The lawyer representing Gwyneth Paltrow in a lawsuit alleging that the movie star seriously injured a man while skiing at Deer Valley seven years ago offered jurors on Tuesday an alternate version of what happened on the slopes: The plaintiff plowed into Paltrow from behind — not the other way around, he argued — and Paltrow initially believed she was being physically attacked.
“She’s skiing, enjoying herself,” attorney Stephen Owens said on the first day of the civil trial in Park City. “And she … suddenly she sees two skis appear between her skis. And a man comes up right behind her.”
That man was Terry Sanderson, a then-69-year-old, retired optometrist who said he suffered four broken ribs and head injuries in the Feb. 26, 2016 skiing crash, which he alleges that Paltrow caused, according to the lawsuit he filed in 2019. (Deer Valley Resort and a handful of its employees were originally named as co-defendants in the complaint, but a judge dismissed them from the case last year.)
“He comes up, almost body-to-body … and starts groaning,” Owens said, which left the Oscar-winning actor wondering if she was being physically assaulted as they crashed.
Though Paltrow’s version of events is diametrically opposite to what Sanderson said happened, Owens also suggested to jurors Tuesday that it’s possible “no one” was at fault.
“There are inherent risks of skiing,” he said.
Sanderson’s attorney instead argued Tuesday that Paltrow violated the rules of the slope by taking her attention away from where she was headed before she plowed into Sanderson, he contested.
“She turns her head up to look at her children,” attorney Lawrence Buhler said. “As she turns her head back down, she screams, then skis into the back of Terry Sanderson.” The two of them “hit the ground hard,” he said, leaving Sanderson seriously injured.
Buhler told jurors that there was only one eyewitness who saw the collision — Craig Ramon, an acquaintance of Sanderson’s, who testified Tuesday afternoon that the crash was Paltrow’s fault because she plowed into Sanderson from behind.
Owens on Tuesday questioned Ramon’s “crazy story,” which he said is “ridiculous.”
Who is expected to testify?
Sanderson’s lawyer said his client’s injuries are permanent and debilitating; Paltrow’s lawyer argued that Sanderson’s prior medical conditions — including blindness in one eye — contributed to the crash. He also questioned the extent of Sanderson’s injuries and whether they continue to affect him today.
A few hours after the crash, Sanderson texted his daughter, “I’m famous,” Owens also told jurors, suggesting it was evidence that he was not seriously injured. Buhler told jurors that the text proved nothing about his client’s condition.

#####

- [Exercise requirements]:
- 1) List every person identified by name in the report on the Paltrow ski-collision trial.
- 2) Resume the report on the Paltrow ski-collision trial, picking up after its final sentence.

- [Stored data entries]:

#####

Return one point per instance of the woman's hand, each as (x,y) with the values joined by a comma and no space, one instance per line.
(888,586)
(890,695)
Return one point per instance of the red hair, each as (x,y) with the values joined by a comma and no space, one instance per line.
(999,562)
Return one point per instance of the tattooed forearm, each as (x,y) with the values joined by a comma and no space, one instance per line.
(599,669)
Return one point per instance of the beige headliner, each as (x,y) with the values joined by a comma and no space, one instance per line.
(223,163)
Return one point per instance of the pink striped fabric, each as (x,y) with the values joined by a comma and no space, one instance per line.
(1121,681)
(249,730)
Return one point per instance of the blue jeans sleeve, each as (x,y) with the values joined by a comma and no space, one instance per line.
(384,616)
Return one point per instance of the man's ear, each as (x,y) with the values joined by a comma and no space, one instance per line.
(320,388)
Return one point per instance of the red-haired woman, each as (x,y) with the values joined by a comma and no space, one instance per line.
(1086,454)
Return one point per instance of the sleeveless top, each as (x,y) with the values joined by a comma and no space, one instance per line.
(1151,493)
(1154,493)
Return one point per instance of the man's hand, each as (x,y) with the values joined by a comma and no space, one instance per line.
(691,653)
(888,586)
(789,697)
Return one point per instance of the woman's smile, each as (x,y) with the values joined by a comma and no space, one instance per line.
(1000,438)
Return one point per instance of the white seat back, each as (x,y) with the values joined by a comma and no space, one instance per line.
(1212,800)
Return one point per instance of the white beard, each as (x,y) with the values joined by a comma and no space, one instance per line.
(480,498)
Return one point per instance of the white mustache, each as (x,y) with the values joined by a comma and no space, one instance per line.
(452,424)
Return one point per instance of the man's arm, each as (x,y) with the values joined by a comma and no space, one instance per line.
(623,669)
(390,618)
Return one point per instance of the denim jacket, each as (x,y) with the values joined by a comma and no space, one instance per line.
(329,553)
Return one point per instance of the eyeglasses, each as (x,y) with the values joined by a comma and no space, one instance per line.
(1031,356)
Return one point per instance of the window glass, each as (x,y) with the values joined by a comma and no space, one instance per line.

#####

- [Answers given]:
- 1) Gwyneth Paltrow, Stephen Owens, Terry Sanderson, Lawrence Buhler, Craig Ramon

- 2)
Both sides said they intended to rely on testimony from medical experts, and indicated that Sanderson and Paltrow will both take the stand.
Aside from Sanderson’s acquaintance, other witnesses will include two of Sanderson’s daughters, as well as his girlfriend at the time of the crash.
Paltrow’s then-fiance/now-husband, television producer Brad Falchuk (of “Glee,” “American Horror Story,” “9-1-1″), is also expected to testify, as well as her two children, Apple and Moses, from her first marriage to Chris Martin of Coldplay.
Paltrow is countersuing for “symbolic damages” of $1, plus legal fees. “Gwyneth was hurt by Mr. Sanderson’s negligence,” Owens said Tuesday, adding that she had a “prior knee problem” that was exacerbated by the crash, although she “never went to a doctor” for it.
Paltrow filed the countersuit in part, Owens said, because she was unable to return to the slopes after the crash. “She lost her full-day pass that she had paid for, and she only got to ski half a day,” he told jurors Tuesday, noting that the ski instructor Paltrow had hired to teach her son was “diverted … to take care of this collision issue.”
“She came for a family vacation [and] half the afternoon was kind of ruined. And so that dollar is important to us,” Owens said. “Important to my client.”
Owens also argued that Sanderson, who is now 76, is “obsessed with this lawsuit,” and that the trial, which is expected to last eight days, could get rough.
“I don’t want to look like I’m beating up on a kindly old man,” he said. “But keep in mind we have to do this because they have said, ‘Gwyneth owes me $3 million,’” he said, citing damages that Sanderson claimed in his initial complaint. “We have to address that. So I kind of apologize in advance.”